BEGIN SUPPLIED TEXT
Thursday, September 28, 2006

 

Till the Fat Lady Sings?

People tend to be so used to the idea of obese opera divas that we often use the analogy of "the fat lady sings". We often assume that only women who are physically large can deliver the strong, booming voice required of singers, especially those doing demanding soprano roles. Names like Jessye Norman and, Joan Sutherland and Maria Callas comes to mind on this front. Even relatively slender stars like Angela Gheorgiu are, well, quite round by the standards of what people might normally expect from celebrities.

Of course, that has not always been the case, particularly in more recent times. Singers as Maria Ewing were, in her heyday, truly slim. There are now also increasing pressures for female singers to look the part (most lead roles involve female singers playing young beauties). Indeed, a well-known American opera singer called Deborah Voigt was dropped by the Royal Opera House from a Strauss opera in 2004 when she was deemed too fat to play the supposedly beautiful Ariadne in "Ariadne auf Naxos". At the time, she weighed around 25 stone.

Since that time, Voigt had stomach stapling surgery and now weighs around 10 stone. She has even been welcomed back to Covent Garden to sing in lead roles. From a recent interview she had with The Guardian, it seems that she has mixed feelings about the fact. On the one hand, she enjoys the improving health, more varied roles and generally greater fluency in movement. But on the other hand, Voigt laments her current inability to enjoy food and the sexism which made it unacceptable for her to be fat but forgivable for lead tenors to be overweight.

So is the move towards slimmer singers a good thing? I would say it probably is, provided that the same standards are applied to male and female leads. I have never been convinced by the idea that opera performances should only be about the singers' voice. If that is the case, why do we bother with opera? Are we not better off just having oratorios and cantatas, which do not involve elaborate staging, costume, and most importantly, acting?
END SUPPLIED TEXT
BEGIN INFORMATION
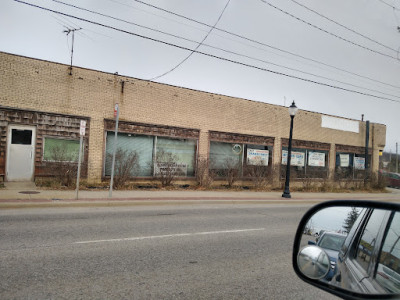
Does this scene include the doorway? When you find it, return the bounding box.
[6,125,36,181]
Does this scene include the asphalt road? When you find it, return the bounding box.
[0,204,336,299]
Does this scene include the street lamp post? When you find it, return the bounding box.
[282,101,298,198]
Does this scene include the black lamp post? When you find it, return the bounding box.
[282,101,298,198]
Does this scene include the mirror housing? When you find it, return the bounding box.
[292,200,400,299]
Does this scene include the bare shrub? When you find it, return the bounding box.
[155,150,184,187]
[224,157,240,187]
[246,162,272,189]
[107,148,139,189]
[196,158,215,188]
END INFORMATION
BEGIN INFORMATION
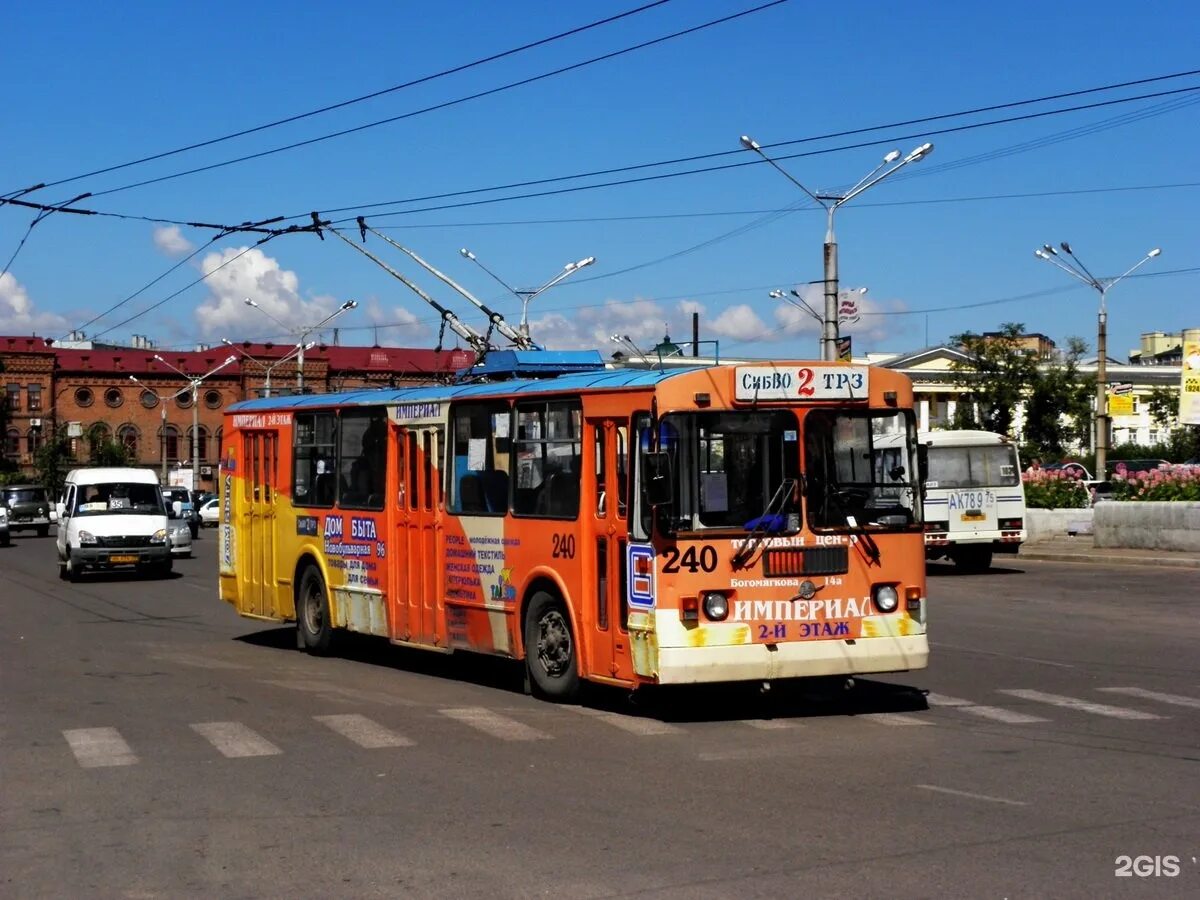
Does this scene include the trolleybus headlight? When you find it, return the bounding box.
END INFORMATION
BEGIN INFORMATION
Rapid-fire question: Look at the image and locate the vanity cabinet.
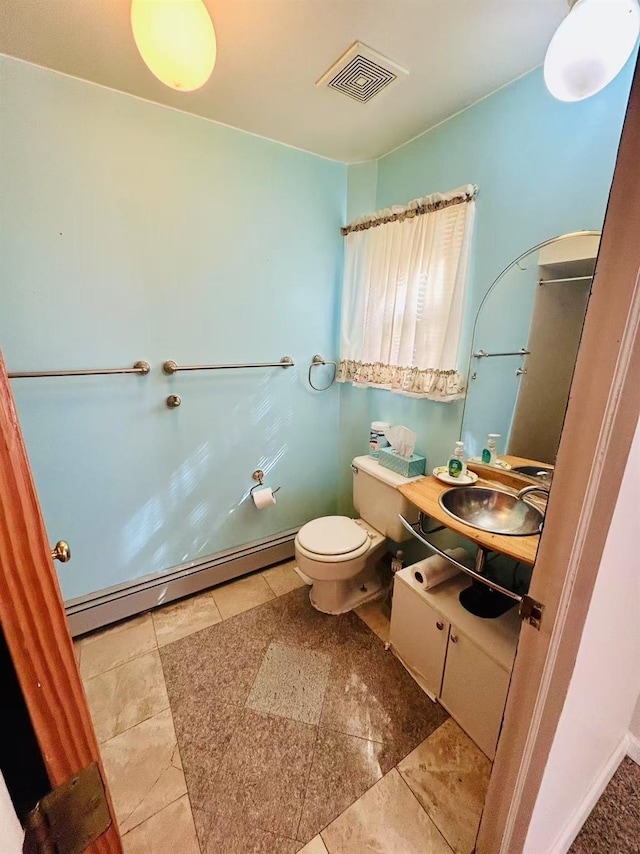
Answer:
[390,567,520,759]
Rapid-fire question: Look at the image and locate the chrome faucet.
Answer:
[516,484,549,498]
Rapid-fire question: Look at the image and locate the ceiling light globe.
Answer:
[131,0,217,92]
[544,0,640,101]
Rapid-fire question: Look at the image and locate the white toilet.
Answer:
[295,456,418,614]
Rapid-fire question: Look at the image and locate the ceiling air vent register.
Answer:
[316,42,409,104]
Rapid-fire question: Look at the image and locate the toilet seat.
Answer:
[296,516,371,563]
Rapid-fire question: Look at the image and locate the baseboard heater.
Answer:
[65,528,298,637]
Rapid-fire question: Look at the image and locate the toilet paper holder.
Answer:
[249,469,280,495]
END INFORMATION
▸ WORK REQUEST 1: From the post about opera singers and weight, write out the passage that begins at the words "Since that time, Voigt" and ends after the words "to be overweight.".
▸ WORK REQUEST 2: Continue the post about opera singers and weight, starting after its final sentence.

▸ EXERCISE RESULT 1:
Since that time, Voigt had stomach stapling surgery and now weighs around 10 stone. She has even been welcomed back to Covent Garden to sing in lead roles. From a recent interview she had with The Guardian, it seems that she has mixed feelings about the fact. On the one hand, she enjoys the improving health, more varied roles and generally greater fluency in movement. But on the other hand, Voigt laments her current inability to enjoy food and the sexism which made it unacceptable for her to be fat but forgivable for lead tenors to be overweight.

▸ EXERCISE RESULT 2:
Opera is both a musical as well as a dramatic art. Drama is both about the quality of a performer's acting skills and the extent to which he/she looks the part. Much as Luciano Pavarotti can sing "Nessun Dorma" beautifully, surely he struggles to convince as the supposedly handsome prince Calaf? Further, to draw an analogy with stage plays, they do not generally tolerate performers that are out of shape unless a particular role (eg Falstaff) calls for it. Even during Shakespearean times, when males played female parts, they had to be made up to look like females.

Alas, in the world of opera, lead roles are almost always supposedly beautiful looking characters. In that case, even if the singer himself/herself is not good looking (after all, audiences can't see their faces properly anyway), they should at least not be grossly out of shape.

In any event, weighing 25 stone cannot possibly be good for the health and agility of these singers. Look again at Pavarotti and all his health problems. Much as we want great performances from these people, surely we do not want to see people killing themselves doing it (and in any event there is no conclusive proof that being fatter makes your voice better).

Finally, having figures who can hardly move shuffle abjectly around a stage in heavy costumes surely is not music drama - at most it can only be called music. Again, if music is all we want, we don't need the opera format. Why bother forcing singers to pretend to act when the singers' bodies can't do it?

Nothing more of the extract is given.